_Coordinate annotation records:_
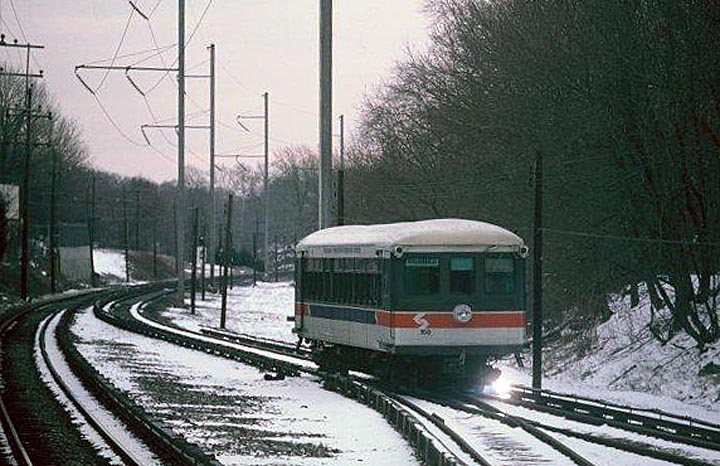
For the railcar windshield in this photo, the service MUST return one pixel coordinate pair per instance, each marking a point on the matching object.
(462, 275)
(422, 276)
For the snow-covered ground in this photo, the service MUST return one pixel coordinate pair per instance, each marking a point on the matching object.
(231, 411)
(110, 264)
(260, 311)
(625, 365)
(622, 362)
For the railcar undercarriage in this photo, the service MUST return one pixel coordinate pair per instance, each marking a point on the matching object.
(459, 369)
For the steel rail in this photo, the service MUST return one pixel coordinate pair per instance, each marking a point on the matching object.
(16, 446)
(115, 444)
(680, 429)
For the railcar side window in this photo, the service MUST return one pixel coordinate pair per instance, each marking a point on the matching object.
(499, 275)
(462, 275)
(422, 275)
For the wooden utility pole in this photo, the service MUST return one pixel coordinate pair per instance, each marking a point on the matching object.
(91, 232)
(180, 227)
(255, 234)
(227, 258)
(193, 281)
(203, 249)
(341, 175)
(213, 206)
(537, 276)
(266, 185)
(53, 219)
(25, 193)
(137, 220)
(125, 237)
(275, 257)
(325, 178)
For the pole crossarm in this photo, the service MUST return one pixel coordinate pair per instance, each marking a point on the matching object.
(123, 68)
(244, 156)
(31, 75)
(16, 44)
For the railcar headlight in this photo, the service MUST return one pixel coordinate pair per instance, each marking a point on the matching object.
(462, 313)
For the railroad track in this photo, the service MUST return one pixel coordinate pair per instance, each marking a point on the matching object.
(436, 441)
(25, 438)
(114, 419)
(71, 391)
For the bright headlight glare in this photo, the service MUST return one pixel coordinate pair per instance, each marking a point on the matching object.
(462, 313)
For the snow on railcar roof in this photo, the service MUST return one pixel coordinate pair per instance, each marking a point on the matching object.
(424, 233)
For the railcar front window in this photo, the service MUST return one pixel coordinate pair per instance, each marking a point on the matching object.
(499, 275)
(462, 275)
(422, 275)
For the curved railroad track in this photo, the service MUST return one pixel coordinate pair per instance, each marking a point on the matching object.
(47, 411)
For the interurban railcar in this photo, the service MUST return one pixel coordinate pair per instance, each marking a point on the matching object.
(414, 298)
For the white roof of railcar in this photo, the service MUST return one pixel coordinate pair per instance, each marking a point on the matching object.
(425, 235)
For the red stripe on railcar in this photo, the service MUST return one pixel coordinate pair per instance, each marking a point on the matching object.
(446, 320)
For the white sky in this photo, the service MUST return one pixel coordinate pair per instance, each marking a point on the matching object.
(261, 45)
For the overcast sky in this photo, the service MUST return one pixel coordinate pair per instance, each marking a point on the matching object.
(261, 45)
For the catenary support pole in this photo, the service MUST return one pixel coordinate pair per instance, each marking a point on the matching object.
(181, 213)
(213, 204)
(193, 280)
(341, 175)
(325, 178)
(227, 262)
(91, 232)
(125, 236)
(537, 276)
(203, 249)
(137, 220)
(266, 191)
(53, 219)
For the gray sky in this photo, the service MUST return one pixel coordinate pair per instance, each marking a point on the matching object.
(261, 45)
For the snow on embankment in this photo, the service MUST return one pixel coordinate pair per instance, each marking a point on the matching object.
(109, 264)
(621, 361)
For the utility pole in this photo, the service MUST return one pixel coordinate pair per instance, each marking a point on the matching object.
(193, 286)
(266, 186)
(227, 262)
(91, 232)
(341, 174)
(537, 276)
(137, 220)
(125, 237)
(213, 233)
(53, 219)
(25, 194)
(255, 235)
(154, 252)
(325, 178)
(203, 249)
(180, 228)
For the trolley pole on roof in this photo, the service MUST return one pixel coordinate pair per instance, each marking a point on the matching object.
(537, 276)
(341, 175)
(325, 178)
(266, 190)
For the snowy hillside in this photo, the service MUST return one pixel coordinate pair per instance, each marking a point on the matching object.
(620, 360)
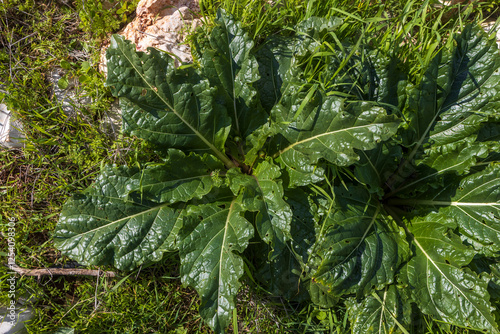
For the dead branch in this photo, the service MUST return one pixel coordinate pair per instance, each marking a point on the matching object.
(61, 272)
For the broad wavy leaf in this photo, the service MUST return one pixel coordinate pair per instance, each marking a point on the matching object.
(102, 226)
(440, 284)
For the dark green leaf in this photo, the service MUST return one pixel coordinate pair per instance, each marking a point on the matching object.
(102, 226)
(440, 285)
(210, 260)
(170, 108)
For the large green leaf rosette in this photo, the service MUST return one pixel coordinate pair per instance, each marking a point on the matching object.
(366, 191)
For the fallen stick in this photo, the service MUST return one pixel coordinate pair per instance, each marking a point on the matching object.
(61, 272)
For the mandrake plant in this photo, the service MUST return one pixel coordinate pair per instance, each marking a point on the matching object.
(362, 189)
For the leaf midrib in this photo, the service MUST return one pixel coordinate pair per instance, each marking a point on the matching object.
(429, 259)
(219, 154)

_REQUIREMENT:_ All lines from the one containing "For the large" through the final line of the listing above are to be reproduced exactly; include both and add nothing.

_RESULT OF THE EXERCISE:_
For the large green leaf rosette in this photo, the service MUST return one pixel coordinate pair per instance, each marking a point on the matching object.
(366, 191)
For the fallen stick in this photo, the service MUST return one pixel coordinate pair per instance, each marking a point on the matching object.
(61, 272)
For the mandrake plant in this photo, the service MUST return one pixel coordinate pair per instance, each marking a point on the matching object.
(362, 189)
For the leaf midrib in this photo, the service MUST return one pixel coordinate pair per instance, each marking a point on the matching object.
(429, 259)
(219, 154)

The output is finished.